*THE EXERCISE*. Select each line in the items below that contains the word "black", and copy those lines in full.

*SOURCE MATERIAL*.
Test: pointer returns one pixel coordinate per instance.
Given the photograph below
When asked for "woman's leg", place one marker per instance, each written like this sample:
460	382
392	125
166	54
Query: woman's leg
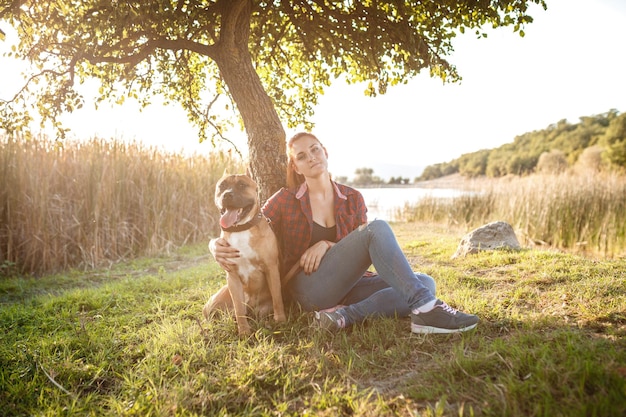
344	265
373	297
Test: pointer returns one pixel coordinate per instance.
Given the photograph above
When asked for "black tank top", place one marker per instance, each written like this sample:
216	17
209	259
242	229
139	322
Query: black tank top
323	233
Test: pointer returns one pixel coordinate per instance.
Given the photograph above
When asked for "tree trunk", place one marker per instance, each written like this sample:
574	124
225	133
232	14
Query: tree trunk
266	136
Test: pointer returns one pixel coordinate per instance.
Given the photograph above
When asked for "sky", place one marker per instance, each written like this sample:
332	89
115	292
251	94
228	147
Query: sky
571	63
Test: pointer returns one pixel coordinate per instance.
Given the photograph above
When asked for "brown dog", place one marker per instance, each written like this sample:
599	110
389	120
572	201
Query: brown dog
254	282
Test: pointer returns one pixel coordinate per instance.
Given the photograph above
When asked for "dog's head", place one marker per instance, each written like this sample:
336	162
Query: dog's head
237	199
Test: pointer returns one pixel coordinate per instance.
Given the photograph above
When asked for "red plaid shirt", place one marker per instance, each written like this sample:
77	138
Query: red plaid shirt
289	212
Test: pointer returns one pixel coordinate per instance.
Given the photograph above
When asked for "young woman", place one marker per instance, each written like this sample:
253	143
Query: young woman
328	245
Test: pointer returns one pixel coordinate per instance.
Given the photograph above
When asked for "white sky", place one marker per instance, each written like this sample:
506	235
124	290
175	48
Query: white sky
571	63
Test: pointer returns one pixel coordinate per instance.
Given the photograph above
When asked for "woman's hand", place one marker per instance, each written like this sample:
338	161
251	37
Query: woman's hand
223	253
310	260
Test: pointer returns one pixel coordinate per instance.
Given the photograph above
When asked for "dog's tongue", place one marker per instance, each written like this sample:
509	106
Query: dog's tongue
229	218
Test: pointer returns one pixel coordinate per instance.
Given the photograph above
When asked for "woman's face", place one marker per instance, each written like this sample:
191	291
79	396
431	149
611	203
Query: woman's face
309	156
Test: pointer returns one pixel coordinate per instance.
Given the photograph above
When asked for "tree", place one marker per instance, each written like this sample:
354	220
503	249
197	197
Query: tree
269	59
553	162
614	140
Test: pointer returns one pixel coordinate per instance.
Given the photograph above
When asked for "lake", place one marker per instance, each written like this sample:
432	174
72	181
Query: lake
382	202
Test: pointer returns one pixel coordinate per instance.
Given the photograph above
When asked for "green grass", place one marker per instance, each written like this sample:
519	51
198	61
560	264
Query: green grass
130	340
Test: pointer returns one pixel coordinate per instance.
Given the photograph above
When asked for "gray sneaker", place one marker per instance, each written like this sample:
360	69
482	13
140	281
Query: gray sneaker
331	321
442	319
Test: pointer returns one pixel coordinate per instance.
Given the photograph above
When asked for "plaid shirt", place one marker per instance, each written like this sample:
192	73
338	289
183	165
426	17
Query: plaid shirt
289	212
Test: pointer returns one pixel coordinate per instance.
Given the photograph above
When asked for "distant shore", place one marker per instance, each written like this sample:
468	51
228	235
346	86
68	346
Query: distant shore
454	181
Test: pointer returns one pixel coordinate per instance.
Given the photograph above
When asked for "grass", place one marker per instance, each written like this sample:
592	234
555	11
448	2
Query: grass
582	212
129	340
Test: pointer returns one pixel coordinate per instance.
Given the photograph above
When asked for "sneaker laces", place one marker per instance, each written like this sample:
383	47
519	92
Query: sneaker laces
447	308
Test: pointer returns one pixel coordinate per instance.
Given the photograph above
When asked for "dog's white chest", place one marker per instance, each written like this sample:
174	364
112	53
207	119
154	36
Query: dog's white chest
247	255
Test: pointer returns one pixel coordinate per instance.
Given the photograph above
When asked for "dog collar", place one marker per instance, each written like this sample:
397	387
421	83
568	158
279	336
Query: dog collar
241	227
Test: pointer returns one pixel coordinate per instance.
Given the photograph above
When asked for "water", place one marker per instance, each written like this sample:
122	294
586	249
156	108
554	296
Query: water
383	202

*ANSWER IN FULL*.
When asked for "black tank top", place one marker per instance, each written like this sample:
Query: black tank top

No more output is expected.